*Tâches demandées*:
1 > Dans le texte sur MacGyver, avec quoi le héros s'échappe-t-il de hangars piégés à la dynamite ?
2 > Écrivez la suite du texte sur MacGyver et les héros des années 80 et 90, en reprenant juste après sa dernière phrase.

*Bloc de texte*:
MacGyver était mon héros. Sa coupe de cheveux dans le vent, son aplomb inébranlable et, bien sûr, sa capacité à s’extraire de hangars piégés à la dynamite grâce à un bout de ressort et un peu de sel m’avaient conduite à envisager pour lui et moi des épousailles prochaines (ça, c’était juste avant que je voies un clip de Roc Voisine et que je ne reconsidère mes projets maritaux en faveur d’un brun). Mais ce qui faisait la grandeur de MacGyver, c’était qu’il rencontrait les pires méchants, se sortait des pires situations, voyaient les pires salauds zigouiller des innocents ou polluer des contrées protégées, sans jamais se départir de sa bonne humeur et de blagounettes bien envoyées. D’aucuns me rétorqueront que je ne suis qu’une fille, et que si j’avais des corones j’aurais regardé Starsky et Hutch ou L’Agence tous risques. Mais là encore, ça marche ; car tous nos héros des années 80 et 90 avaient de l’humour, des dents blanches et un sens de la répartie qui laissaient les horreurs de ce monde leur glisser sur la moustache comme l’eau sur un canard.

Ces héros pouvaient justifier toutes leurs actions par un sens aigu du bien et du mal, par une loyauté implacable envers leurs proches, par le rejet systématique du mensonge sous toutes ses formes et par un recours à la violence modérée – ou du moins, ludique. Ils avaient également des amis fidèles, qui se seraient coupé un bras pour eux, et ils faisaient du charme aux filles, pleins de vigueur qu’ils étaient. Ils étaient donc d’autant plus justifiés dans leurs actions que de braves gens les soutenaient entièrement et que les filles n’avaient pas peur d’eux. La justice était leur impératif catégorique, la drôlerie et la vérité leurs maximes, le bien leur idéal anhypothétique.

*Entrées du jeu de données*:
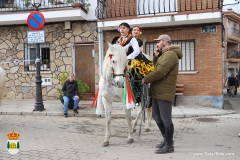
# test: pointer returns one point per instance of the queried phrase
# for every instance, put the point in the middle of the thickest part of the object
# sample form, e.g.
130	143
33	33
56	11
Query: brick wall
208	57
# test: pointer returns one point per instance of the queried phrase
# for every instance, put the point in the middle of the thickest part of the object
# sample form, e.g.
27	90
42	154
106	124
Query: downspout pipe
101	51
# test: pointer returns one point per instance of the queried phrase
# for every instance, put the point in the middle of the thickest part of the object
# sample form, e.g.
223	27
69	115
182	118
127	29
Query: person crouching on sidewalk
70	91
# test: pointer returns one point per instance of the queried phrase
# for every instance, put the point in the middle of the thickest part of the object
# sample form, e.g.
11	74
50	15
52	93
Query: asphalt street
80	138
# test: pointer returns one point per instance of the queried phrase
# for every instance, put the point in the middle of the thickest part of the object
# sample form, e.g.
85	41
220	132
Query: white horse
2	84
111	89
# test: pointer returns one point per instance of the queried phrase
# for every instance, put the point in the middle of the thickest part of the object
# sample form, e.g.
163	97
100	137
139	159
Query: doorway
84	66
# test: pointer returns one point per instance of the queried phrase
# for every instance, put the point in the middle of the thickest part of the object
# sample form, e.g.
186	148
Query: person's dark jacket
164	77
70	89
232	81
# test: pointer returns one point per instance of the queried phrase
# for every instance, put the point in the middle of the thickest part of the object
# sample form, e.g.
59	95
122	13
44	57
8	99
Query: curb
113	115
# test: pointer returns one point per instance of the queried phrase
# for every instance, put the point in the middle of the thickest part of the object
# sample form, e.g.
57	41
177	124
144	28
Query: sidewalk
55	108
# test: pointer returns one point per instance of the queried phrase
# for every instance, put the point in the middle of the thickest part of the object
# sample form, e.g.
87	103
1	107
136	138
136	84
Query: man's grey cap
163	37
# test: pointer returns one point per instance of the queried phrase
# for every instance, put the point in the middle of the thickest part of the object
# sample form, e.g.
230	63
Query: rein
112	69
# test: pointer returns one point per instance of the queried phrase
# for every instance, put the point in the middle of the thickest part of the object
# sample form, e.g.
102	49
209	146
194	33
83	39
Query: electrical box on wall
46	81
67	25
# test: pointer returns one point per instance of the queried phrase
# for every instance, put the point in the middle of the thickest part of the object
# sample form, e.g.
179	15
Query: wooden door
84	65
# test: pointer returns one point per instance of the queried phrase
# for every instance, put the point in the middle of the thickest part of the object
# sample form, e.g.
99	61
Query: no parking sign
35	20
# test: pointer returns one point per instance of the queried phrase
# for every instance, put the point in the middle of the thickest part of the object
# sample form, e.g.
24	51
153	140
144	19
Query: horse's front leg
148	113
136	120
129	120
108	110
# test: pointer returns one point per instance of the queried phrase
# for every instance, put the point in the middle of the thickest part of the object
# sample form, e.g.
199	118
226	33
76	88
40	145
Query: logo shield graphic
13	144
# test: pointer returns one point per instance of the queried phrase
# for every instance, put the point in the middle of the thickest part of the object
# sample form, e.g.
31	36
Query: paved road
80	138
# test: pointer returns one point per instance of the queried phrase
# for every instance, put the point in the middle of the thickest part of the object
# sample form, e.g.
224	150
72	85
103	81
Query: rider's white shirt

*Résultats par tâche*:
1 > Avec un bout de ressort et un peu de sel.

2 >
Or, depuis une dizaine d’années nous n’avons plus les mêmes héros de série télé. Nous avons plutôt, et cela a déjà été bien rebattu, des anti-héros. Ils restent inscrits, même en négatif, dans la sphère des héros parce qu’ils conservent une certaine aisance pratique et un sens de la répartie ; mais ils sont devenus plus vieux, parfois handicapés, toujours aigris et asociaux, souvent cruels et froids, atteints de TOC et de névroses plus ou moins sévères. Il y a même parmi eux des tueurs en série, et, pire encore… des menteurs ! [1] Alors suffit-il de savoir manier un revolver ou un scalpel pour être un héros ? Qu’est-ce qui justifie encore les comportements immoraux de nos héros postmodernes ?

Car étrangement, plus un anti-héros pousse loin la méchanceté, le mensonge ou la violence, plus on l’aime. Le cynisme et la sociopathie séduisent. Et séduire, c’est conduire hors du droit chemin, hors de la rectitude, hors de la voie commune. MacGyver détournait les mineurs comme moi, sans difficulté ; Dexter détourne les adultes bien-pensants et plonge les mères de famille respectables dans des fantasmes de couteau et de sang qui aspergent les vitres. Starsky et Hutch faisaient rêver tous les garçons avec leur Gran Torino de ouf et leur amitié à la vie à la mort ; Dr House a bien une moto mais pas d’amis, ou plutôt il a des disciples souffrant de complexes d’infériorité carabinés. Les gars de l’Agence tous risques se sont évadés parce qu’ils étaient innocents, mais ont décidé de venir en aide à tous ceux que la société ou les malfrats condamnent injustement ; Michael Scofield [2] fait évader sa grosse brute innocente de frangin, mais c’est dans l’espoir d’aller se siffler des mojitos tous les deux comme des rats au Mexique, et tout ça en laissant filer en même temps qu’eux des psychopathes patentés [3].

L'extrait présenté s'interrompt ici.